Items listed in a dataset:

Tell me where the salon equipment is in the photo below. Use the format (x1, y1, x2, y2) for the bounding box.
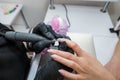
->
(50, 0, 55, 9)
(109, 16, 120, 36)
(101, 1, 110, 13)
(4, 31, 73, 54)
(5, 31, 47, 42)
(48, 16, 69, 34)
(114, 17, 120, 31)
(4, 31, 53, 53)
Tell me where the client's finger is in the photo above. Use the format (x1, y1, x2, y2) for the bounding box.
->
(58, 38, 84, 56)
(58, 69, 81, 80)
(48, 49, 79, 63)
(51, 54, 81, 72)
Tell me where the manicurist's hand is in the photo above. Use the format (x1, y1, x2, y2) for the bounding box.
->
(48, 38, 115, 80)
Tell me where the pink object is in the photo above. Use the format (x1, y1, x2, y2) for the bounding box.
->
(50, 16, 69, 34)
(40, 16, 69, 55)
(51, 16, 60, 32)
(40, 48, 49, 55)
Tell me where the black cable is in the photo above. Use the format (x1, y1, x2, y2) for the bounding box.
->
(62, 4, 71, 28)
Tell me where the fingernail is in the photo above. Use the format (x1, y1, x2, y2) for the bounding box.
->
(47, 49, 54, 53)
(57, 38, 62, 40)
(57, 38, 64, 41)
(58, 69, 64, 73)
(51, 54, 56, 58)
(51, 54, 58, 60)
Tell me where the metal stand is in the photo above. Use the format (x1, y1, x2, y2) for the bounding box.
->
(101, 1, 110, 13)
(49, 0, 55, 9)
(109, 28, 119, 36)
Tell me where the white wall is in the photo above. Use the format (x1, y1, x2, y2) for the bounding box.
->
(20, 0, 49, 27)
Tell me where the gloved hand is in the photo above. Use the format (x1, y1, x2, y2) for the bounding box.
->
(32, 22, 55, 40)
(32, 22, 70, 40)
(28, 22, 70, 53)
(0, 23, 13, 34)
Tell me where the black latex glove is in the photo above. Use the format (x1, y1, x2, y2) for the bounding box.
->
(29, 22, 70, 53)
(31, 40, 54, 53)
(0, 23, 13, 34)
(32, 22, 55, 40)
(32, 22, 69, 40)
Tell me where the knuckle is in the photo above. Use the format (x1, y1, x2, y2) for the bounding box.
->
(74, 76, 80, 80)
(71, 42, 78, 48)
(69, 61, 80, 71)
(75, 57, 80, 62)
(76, 74, 88, 80)
(79, 58, 90, 69)
(81, 76, 88, 80)
(56, 50, 63, 54)
(79, 58, 86, 65)
(70, 61, 76, 68)
(66, 52, 73, 58)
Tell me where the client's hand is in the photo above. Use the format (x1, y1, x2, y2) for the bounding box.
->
(48, 38, 115, 80)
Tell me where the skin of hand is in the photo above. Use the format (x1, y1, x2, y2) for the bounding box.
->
(105, 40, 120, 80)
(47, 38, 115, 80)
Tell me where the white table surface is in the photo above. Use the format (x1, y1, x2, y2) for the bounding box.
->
(0, 3, 23, 26)
(44, 4, 119, 65)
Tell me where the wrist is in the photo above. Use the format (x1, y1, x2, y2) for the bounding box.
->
(103, 70, 116, 80)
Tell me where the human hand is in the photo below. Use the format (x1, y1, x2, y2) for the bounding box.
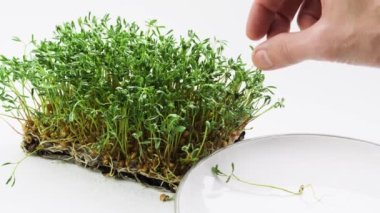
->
(247, 0, 380, 70)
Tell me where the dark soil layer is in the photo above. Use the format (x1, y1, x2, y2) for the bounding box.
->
(22, 131, 245, 192)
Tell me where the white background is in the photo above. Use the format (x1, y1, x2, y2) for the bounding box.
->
(0, 0, 379, 212)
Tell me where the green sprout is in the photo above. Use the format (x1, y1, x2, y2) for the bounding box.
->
(0, 147, 42, 187)
(1, 162, 16, 187)
(0, 14, 282, 191)
(212, 163, 306, 195)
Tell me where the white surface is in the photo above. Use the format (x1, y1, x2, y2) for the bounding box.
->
(0, 0, 379, 213)
(177, 134, 380, 213)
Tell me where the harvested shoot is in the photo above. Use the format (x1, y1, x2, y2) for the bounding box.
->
(0, 14, 282, 191)
(212, 163, 306, 195)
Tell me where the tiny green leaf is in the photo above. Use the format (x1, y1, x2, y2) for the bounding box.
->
(211, 165, 220, 175)
(1, 162, 12, 167)
(11, 36, 22, 42)
(175, 126, 186, 133)
(205, 121, 211, 128)
(5, 176, 13, 185)
(226, 174, 232, 183)
(132, 131, 143, 140)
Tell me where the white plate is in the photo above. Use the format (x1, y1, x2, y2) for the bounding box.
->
(176, 134, 380, 213)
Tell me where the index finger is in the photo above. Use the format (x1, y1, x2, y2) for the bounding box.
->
(246, 0, 285, 40)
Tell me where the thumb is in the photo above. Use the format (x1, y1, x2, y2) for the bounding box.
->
(252, 27, 320, 70)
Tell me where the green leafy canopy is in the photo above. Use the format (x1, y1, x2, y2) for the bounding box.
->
(0, 14, 283, 187)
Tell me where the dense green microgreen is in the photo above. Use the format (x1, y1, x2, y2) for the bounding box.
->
(0, 14, 282, 190)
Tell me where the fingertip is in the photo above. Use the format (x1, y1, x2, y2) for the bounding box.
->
(246, 2, 276, 40)
(252, 48, 274, 70)
(246, 30, 264, 40)
(252, 29, 320, 70)
(246, 14, 267, 40)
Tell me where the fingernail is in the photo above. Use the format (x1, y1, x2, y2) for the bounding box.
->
(254, 50, 273, 69)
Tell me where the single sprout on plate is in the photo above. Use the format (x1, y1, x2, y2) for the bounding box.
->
(212, 163, 307, 196)
(0, 13, 283, 192)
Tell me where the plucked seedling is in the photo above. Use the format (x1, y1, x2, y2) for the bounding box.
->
(1, 148, 41, 187)
(0, 14, 283, 191)
(212, 163, 319, 197)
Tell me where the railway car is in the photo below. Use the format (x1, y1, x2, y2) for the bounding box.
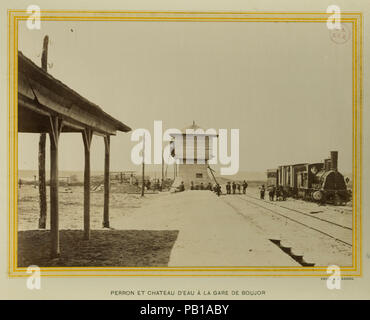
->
(267, 151, 350, 205)
(266, 169, 278, 189)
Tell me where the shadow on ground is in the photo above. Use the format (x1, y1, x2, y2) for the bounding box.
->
(18, 229, 179, 267)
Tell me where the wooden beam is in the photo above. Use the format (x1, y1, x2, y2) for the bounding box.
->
(82, 129, 93, 240)
(19, 76, 119, 135)
(103, 135, 110, 228)
(49, 116, 62, 257)
(19, 94, 117, 135)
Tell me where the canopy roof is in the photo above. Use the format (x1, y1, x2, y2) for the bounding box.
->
(18, 51, 131, 135)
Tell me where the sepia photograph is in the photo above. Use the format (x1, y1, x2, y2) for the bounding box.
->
(1, 0, 369, 303)
(15, 11, 357, 273)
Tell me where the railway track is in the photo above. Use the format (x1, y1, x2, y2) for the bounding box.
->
(232, 193, 352, 247)
(244, 193, 352, 230)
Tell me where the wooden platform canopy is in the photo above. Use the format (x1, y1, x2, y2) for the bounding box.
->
(18, 51, 131, 257)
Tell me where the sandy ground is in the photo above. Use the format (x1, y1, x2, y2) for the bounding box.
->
(17, 185, 177, 267)
(17, 184, 352, 267)
(112, 191, 299, 267)
(18, 185, 157, 230)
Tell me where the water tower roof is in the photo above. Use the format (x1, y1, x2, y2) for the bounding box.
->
(169, 121, 218, 138)
(181, 120, 203, 132)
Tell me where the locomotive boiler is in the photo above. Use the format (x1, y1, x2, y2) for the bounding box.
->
(266, 151, 350, 205)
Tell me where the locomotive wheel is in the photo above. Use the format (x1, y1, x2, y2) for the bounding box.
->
(312, 190, 323, 201)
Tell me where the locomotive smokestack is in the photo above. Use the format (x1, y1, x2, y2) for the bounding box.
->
(330, 151, 338, 171)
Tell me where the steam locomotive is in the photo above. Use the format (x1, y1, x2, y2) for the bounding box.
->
(266, 151, 350, 205)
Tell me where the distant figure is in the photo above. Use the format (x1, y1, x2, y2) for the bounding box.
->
(200, 182, 204, 190)
(269, 186, 275, 201)
(226, 182, 231, 194)
(216, 184, 221, 197)
(237, 183, 241, 194)
(146, 180, 151, 190)
(232, 182, 236, 194)
(190, 181, 194, 190)
(18, 178, 22, 189)
(207, 182, 212, 191)
(179, 181, 185, 192)
(242, 180, 248, 194)
(276, 186, 281, 201)
(260, 185, 265, 200)
(281, 188, 287, 201)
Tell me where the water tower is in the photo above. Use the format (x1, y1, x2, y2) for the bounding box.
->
(170, 121, 218, 190)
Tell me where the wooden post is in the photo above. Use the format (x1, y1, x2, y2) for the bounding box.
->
(49, 116, 62, 257)
(141, 137, 145, 197)
(103, 135, 110, 228)
(38, 35, 49, 229)
(82, 129, 93, 239)
(161, 149, 164, 188)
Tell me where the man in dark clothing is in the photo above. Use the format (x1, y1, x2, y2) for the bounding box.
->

What you need to do: Copy out the lines of the data where the string "tower" occurs.

Exercise output:
Tell me where the water tower roof is in the photo above. Use the format (x1, y1, x2, y2) for the bounding box.
Tell me where the water tower is in the photo above. Use the format (x1, y1, x2, y2) for the bounding box.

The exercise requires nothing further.